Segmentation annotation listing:
#####

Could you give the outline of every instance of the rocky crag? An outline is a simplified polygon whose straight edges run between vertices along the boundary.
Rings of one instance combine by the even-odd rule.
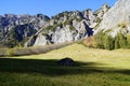
[[[88,9],[82,12],[60,13],[31,37],[25,46],[57,44],[86,39],[93,34],[93,28],[99,25],[99,19],[102,20],[102,16],[108,10],[109,6],[104,4],[96,12]]]
[[[95,30],[95,34],[100,31],[108,32],[116,37],[118,32],[122,34],[130,33],[130,1],[118,0],[115,5],[108,10],[103,16],[103,20]]]

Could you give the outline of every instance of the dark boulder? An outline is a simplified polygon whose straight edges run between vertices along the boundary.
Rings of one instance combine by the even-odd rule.
[[[72,67],[75,64],[75,61],[72,58],[63,58],[57,61],[57,64],[65,66],[65,67]]]

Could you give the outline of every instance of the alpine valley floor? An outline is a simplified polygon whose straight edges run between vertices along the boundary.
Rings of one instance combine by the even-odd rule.
[[[65,57],[76,66],[56,63]],[[0,86],[130,86],[130,49],[105,51],[75,43],[47,54],[1,57]]]

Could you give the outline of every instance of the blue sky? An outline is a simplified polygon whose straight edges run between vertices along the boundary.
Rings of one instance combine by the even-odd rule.
[[[114,5],[117,0],[1,0],[0,15],[3,14],[31,14],[42,13],[48,16],[56,15],[63,11],[98,10],[105,2]]]

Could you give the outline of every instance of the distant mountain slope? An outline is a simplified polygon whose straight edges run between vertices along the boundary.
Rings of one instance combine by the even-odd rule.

#####

**TASK BRIEF**
Rewrite the stretch of the listing from the line containing "Could you give the outline of every instance of the alpine" through the end, requests included, and shift every coordinate in the answers by -26.

**RESULT OF THE EXERCISE**
Could you give the outline of every instance of the alpine valley floor? An outline is a simplified polygon whose straight edges run between vertices along the boundary.
Rings of one instance combine by the even-odd rule.
[[[39,31],[50,40],[30,37]],[[-26,60],[104,60],[104,23],[79,25],[49,17],[21,28],[-25,31]]]

Could you give the outline of every instance of the blue sky? An outline is a simplified polygon whose straight edges run between vertices along the boundary.
Rings of one instance combine by the even-odd rule.
[[[88,-21],[91,-26],[-25,-26],[-26,-11],[-23,-12],[5,-12],[16,-13],[22,-10],[30,-11],[37,-15],[72,-16],[79,-24]]]

Could you give the outline of every instance of the distant mountain slope? An outline is a simplified polygon whose straight edges run between vertices along the boundary.
Rings of one instance combine by the even-odd rule.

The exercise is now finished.